Rewrite the records with every "red metal frame" changed to "rusted steel gate", keeping everything else identical. Omit the pictures from your answer.

☆ ☆ ☆ ☆

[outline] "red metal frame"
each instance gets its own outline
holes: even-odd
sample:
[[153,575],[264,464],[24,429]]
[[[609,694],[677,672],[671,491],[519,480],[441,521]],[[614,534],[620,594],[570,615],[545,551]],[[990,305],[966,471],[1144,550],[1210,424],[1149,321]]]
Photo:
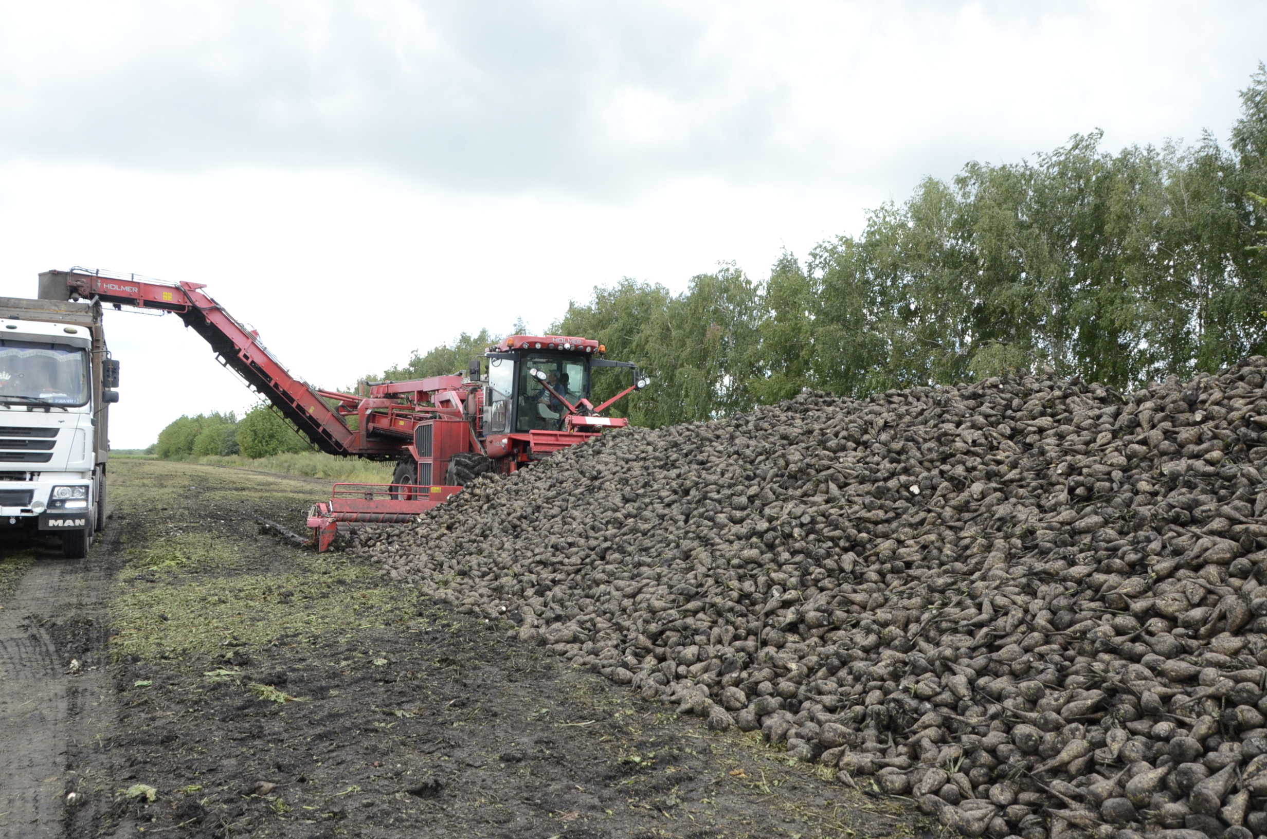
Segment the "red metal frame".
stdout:
[[338,531],[364,525],[404,523],[461,492],[461,487],[416,484],[334,484],[328,502],[308,511],[317,550],[328,550]]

☆ ☆ ☆ ☆

■ EXPECTED ANSWER ■
[outline] "rusted steel gate"
each instance gets its own outline
holes: even-odd
sample:
[[153,575],[264,464],[24,429]]
[[[609,694],[677,672],[671,491],[519,480],[441,521]],[[614,534],[620,594],[570,615],[545,551]],[[990,305],[966,471],[1144,550],[1210,424],[1149,321]]]
Photo:
Segment the "rusted steel gate".
stdout:
[[338,531],[364,525],[404,523],[461,492],[461,487],[416,484],[334,484],[328,502],[308,511],[317,550],[328,550]]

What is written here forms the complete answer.